• **WHAT THIS EXERCISE ASKS**
A: Transcribe the NBAR article below from "In the above" to "(used with decimal.)".
B: According to the NBAR article below, around which IOS version did Cisco move to the custom feature?
C: Resume the NBAR article below, picking up after its final sentence.

-- BEGIN EXTRACT --

Customized Application and Protocol Analytics using Cisco NBAR

The last blog discussed in brief about NBAR, PDLM and about adding new PDLMs for Cisco NBAR. The process of adding new PDLMs for new application recognition has now been made almost obsolete with no new PDLMs being available and the introduction of custom application identification for NBAR. Let me show you how a custom application or protocol identification can be added to Cisco’s NBAR engine and later on we will go through how traffic privatization can be done for these applications.

Cisco by default provides PDLMs to recognize around 100 bandwidth hogging and business critical applications including BitTorrent, Kazaa, Skype, RealAudio, HTTP(S), Exchange and many more. These applications can be those which uses a fixed port number or the ones which uses random ports to even those applications which hide behind well known port numbers. You can see the complete list of NBAR supported protocols from the below link:
http://www.cisco.com/en/US/docs/ios/qos/configuration/guide/clsfy_traffic_nbar.html#wp1056828

Back to custom feature. Cisco stopped the custom.pdlm file for NBAR and somewhere around 12.3 IOS version, moved to this new option called ‘custom feature’. A single command now allowed a user to add a new protocol recognition to the NBAR engine. So how is this done? To define a custom protocol/application, apply the below command from the global config mode:

ip nbar custom name [offset [format value]] [variable field-name field-length] [source | destination] [tcp | udp ] [range start end | port-number ]

In the above command, offset defines the byte in the payload to be inspected for the format which can be ascii, hex, or decimal. The value field can contain either a term (used with ascii), a hexadecimal (used with hex) or a decimal value (used with decimal.)

-- END EXTRACT --
-- BEGIN INFORMATION PROVIDED --

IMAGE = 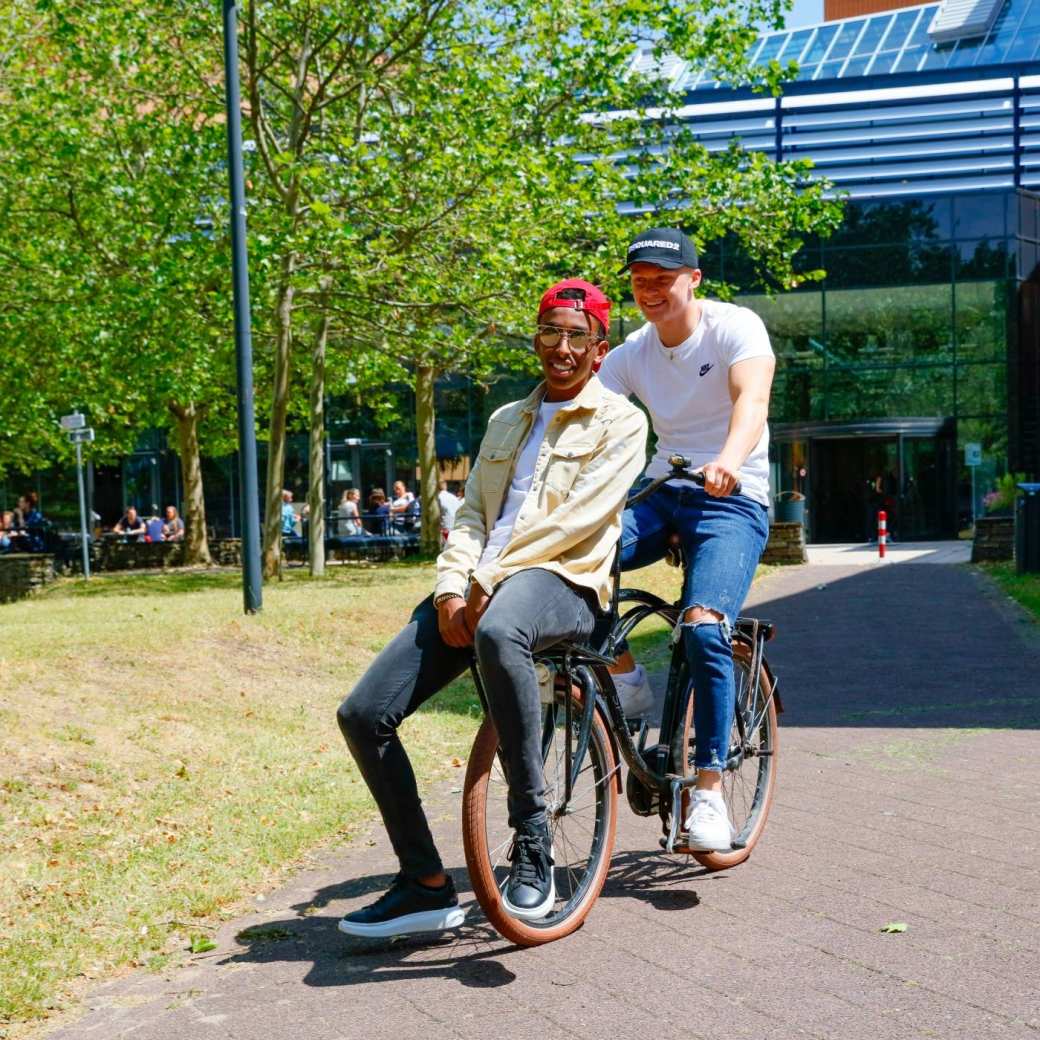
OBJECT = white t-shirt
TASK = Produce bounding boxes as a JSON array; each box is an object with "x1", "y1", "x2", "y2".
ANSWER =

-- END INFORMATION PROVIDED --

• **WRITTEN RESPONSES**
A:
In the above command, offset defines the byte in the payload to be inspected for the format which can be ascii, hex, or decimal. The value field can contain either a term (used with ascii), a hexadecimal (used with hex) or a decimal value (used with decimal.)

B: Around IOS version 12.3.

C:
Even further customization can be done using the optional variable keyword. The variable keyword lets a specific portion of the custom protocol to be treated as another NBAR-supported protocol. For example, a specific portion of the custom protocol can be tracked using class-map statistics and can be matched using the class-map commands of QoS.
The rest of the commands specifies the flow direction to be searched (source flow or destination flows), the transport protocol to be analyzed and the port numbers or range to search in.

Let us discuss some examples to get a better understanding on the feature:

Eg 1: ip nbar custom xmail 10 ascii xmail source udp 1202

In the above example, custom protocol xmail will look for the term xmail in the 10th byte of the payload that have their source port as 1202 UDP.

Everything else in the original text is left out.